> [PAGE EXCERPT]:
Founded by James Wood in 1752, Winchester began as a small farming community and prospered as the Frederick County seat and as a trading center at the junction of several turnpikes. Its strategic location in the Shenandoah Valley contributed to Winchester’s involvement in the French and Indian, Revolutionary, and Civil wars. From the 1870s to the 1920s, the community served as the Valley’s leading commercial and industrial center. During the 20th century, Winchester was the hub of Virginia’s apple industry. The Winchester Historic District incorporates approximately forty-five blocks of both commercial and residential properties along its grid-plan streets. The area is particularly rich in early vernacular log buildings, early stone houses, and Federal town houses. It also boasts an important collection of Victorian commercial buildings and large residences. The heart of the Winchester Historic District is marked by the 1840 Greek Revival Frederick County Courthouse.

> [PROVIDED INFORMATION]:

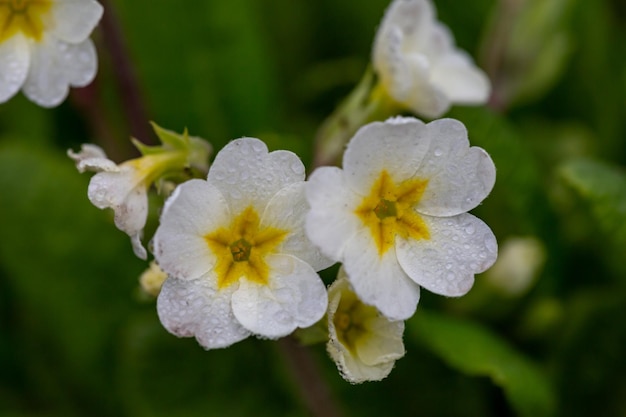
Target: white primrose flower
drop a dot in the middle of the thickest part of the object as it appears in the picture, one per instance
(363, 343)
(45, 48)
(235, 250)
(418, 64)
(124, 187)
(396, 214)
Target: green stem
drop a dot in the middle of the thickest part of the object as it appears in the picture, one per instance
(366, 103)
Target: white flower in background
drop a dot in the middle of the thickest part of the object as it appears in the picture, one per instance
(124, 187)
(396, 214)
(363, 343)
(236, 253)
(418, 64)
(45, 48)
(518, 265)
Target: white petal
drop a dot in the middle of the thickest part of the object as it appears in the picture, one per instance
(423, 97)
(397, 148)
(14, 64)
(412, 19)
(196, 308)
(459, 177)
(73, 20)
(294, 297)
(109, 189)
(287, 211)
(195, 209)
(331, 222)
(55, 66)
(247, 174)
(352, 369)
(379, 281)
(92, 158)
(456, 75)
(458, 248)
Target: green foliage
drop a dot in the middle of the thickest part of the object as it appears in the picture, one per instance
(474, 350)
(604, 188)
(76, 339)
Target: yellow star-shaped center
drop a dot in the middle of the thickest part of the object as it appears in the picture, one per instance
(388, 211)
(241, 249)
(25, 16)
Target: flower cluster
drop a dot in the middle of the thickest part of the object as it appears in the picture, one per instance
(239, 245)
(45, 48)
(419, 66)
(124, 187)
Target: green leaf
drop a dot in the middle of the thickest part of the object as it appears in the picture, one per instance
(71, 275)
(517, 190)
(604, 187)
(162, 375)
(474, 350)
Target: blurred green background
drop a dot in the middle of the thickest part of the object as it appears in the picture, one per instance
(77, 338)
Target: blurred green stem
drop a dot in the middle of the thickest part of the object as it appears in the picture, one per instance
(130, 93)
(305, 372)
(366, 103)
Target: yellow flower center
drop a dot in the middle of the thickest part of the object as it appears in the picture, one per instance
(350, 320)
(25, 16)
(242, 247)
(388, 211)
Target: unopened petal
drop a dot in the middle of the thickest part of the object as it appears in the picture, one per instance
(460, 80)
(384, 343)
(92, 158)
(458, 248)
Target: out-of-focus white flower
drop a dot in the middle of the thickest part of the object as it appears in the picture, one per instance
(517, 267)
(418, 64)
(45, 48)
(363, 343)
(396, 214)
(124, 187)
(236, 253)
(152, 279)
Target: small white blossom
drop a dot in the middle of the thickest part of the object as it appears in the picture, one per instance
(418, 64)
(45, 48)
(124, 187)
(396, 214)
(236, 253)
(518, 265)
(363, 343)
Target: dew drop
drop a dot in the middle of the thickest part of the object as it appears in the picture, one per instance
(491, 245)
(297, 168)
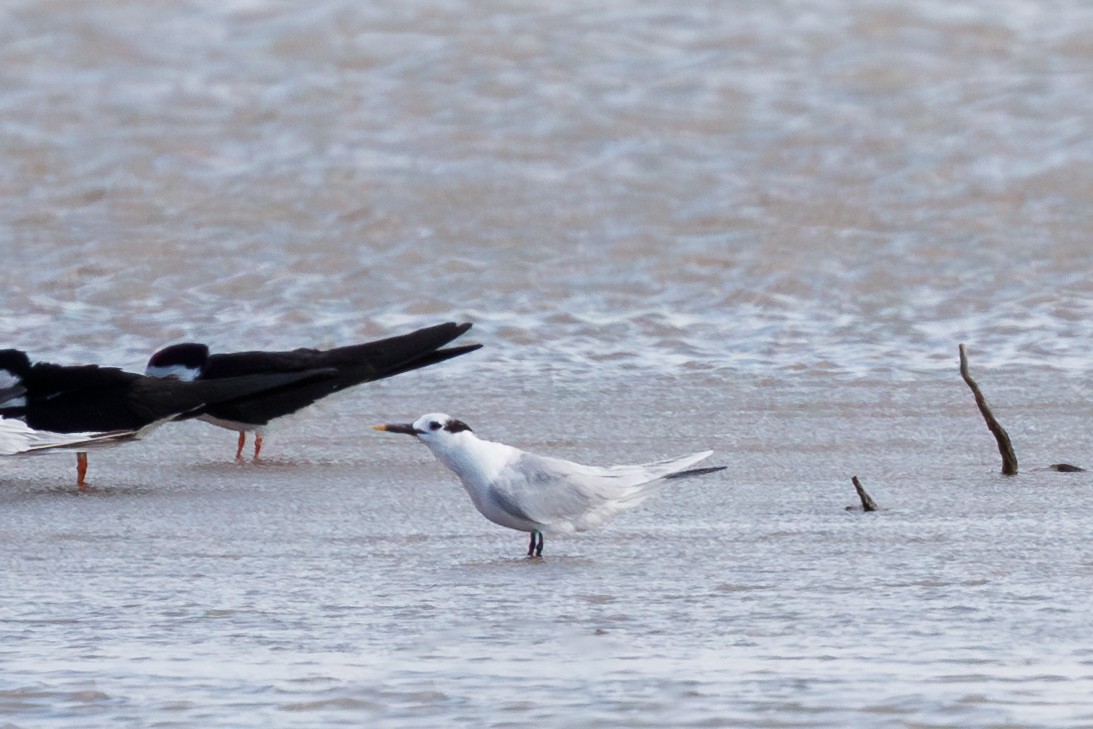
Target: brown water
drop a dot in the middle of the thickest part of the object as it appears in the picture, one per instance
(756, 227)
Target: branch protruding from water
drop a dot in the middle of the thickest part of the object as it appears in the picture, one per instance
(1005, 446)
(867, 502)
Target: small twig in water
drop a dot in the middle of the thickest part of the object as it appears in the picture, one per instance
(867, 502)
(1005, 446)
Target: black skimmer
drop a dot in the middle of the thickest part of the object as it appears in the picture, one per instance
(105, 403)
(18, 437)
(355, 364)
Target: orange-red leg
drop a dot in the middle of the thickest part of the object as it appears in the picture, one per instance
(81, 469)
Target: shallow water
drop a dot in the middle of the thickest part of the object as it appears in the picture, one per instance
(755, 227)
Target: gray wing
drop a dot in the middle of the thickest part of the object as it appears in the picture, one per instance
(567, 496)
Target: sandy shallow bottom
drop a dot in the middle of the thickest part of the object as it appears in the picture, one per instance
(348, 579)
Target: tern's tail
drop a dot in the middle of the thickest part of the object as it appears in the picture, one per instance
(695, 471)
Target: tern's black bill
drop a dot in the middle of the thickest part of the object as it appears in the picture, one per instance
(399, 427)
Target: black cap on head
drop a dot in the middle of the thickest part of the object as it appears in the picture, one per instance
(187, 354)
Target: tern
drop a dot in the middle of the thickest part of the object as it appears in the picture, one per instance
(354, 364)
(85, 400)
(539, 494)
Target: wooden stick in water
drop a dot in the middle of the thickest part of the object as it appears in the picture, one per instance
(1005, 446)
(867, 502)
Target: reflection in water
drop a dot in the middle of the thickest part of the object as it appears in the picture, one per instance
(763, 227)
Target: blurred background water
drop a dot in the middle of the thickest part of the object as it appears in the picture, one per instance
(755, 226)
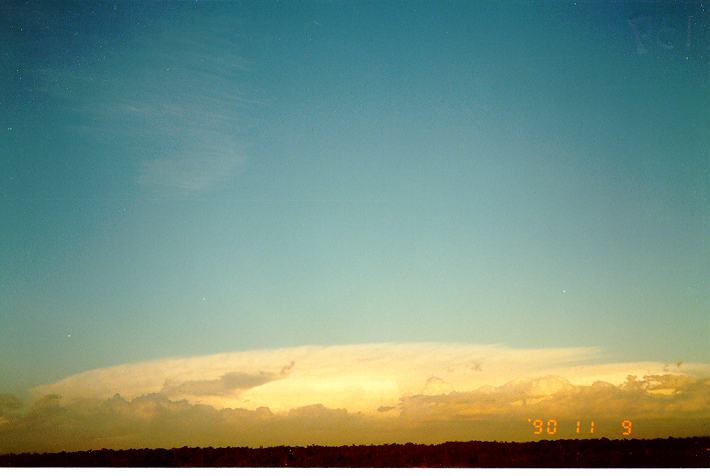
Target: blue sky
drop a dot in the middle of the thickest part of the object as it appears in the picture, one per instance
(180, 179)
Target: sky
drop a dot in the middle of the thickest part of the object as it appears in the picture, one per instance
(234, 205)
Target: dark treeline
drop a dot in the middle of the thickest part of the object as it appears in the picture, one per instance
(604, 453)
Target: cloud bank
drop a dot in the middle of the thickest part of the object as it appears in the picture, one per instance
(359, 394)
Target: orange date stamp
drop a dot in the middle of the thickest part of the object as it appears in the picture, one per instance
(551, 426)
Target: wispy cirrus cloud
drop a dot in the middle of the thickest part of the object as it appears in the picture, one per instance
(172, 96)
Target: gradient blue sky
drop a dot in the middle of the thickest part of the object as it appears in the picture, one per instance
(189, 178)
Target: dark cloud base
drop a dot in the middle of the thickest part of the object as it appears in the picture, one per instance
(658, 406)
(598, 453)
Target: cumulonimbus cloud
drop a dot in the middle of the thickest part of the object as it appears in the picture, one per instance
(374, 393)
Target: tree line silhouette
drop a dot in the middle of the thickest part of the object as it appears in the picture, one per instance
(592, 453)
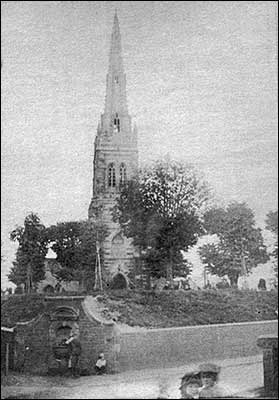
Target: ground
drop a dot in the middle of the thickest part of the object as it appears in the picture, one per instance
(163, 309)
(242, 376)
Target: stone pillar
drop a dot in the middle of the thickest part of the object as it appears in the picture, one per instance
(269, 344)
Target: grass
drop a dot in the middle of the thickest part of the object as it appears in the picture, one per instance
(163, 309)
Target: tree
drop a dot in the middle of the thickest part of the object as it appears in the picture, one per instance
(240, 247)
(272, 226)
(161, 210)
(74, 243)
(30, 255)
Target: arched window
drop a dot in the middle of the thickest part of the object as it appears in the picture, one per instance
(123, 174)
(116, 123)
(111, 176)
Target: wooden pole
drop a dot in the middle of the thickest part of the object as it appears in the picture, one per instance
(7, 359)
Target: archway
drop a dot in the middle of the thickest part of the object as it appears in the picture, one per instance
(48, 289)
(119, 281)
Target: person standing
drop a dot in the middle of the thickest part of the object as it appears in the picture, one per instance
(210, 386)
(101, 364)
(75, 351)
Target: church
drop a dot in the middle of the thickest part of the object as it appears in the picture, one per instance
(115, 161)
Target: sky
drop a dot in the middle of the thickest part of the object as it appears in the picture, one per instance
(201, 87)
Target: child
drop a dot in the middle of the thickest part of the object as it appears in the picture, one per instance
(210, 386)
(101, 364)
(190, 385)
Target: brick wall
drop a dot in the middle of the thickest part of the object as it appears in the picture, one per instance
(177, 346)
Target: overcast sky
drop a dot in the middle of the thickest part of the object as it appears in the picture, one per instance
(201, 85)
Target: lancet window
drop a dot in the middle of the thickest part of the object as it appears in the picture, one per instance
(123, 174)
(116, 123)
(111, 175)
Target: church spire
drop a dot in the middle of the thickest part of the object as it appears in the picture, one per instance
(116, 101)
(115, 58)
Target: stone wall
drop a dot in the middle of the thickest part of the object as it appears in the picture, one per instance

> [REQUESTS]:
A - How many lines in the listing contain the word "shallow"? Case counts, so give only the number.
B - Write what comes next in the passage on Winchester's history and historic district, picking up after its final sentence.

> [RESULTS]:
A - 2

B -
In 2003, the Lewis Jones Knitting Mill at 126 North Kent Street was brought into the Winchester Historic District’s inventory, via a small boundary expansion. This two-story, five-bay, gable-facing brick building on a random rubble stone foundation and capped by a gable roof surmounted by a monitor was the only cotton mill in the city of Winchester. Founded in 1895 by Lewis Jones, Sr. of Philadelphia and Albert Baker of Winchester, the enterprise made women’s underwear and hosiery.
[VLR Listed: 12/4/2002; NRHP Listed: 2/20/2003]
In 2008, the Winchester Historic District was again expanded to include buildings that accommodated flour milling, lumberyards, wood product manufacturers, a foundry, as well as retail operations for groceries, dry goods, liquor, furniture, farm implements, fertilizers, and seeds. Several warehouses and storage buildings constructed for industrial production are also included.
[VLR Listed: 6/19/2008; NRHP Listed: 9/12/2008]
Re-documentation of the properties within the original boundaries of the Winchester Historic District was undertaken in 2013. An update to the nomination was accepted by the National Park Service changing the period of significance for the district to a range from 1752 to 1964, and including a revised district inventory.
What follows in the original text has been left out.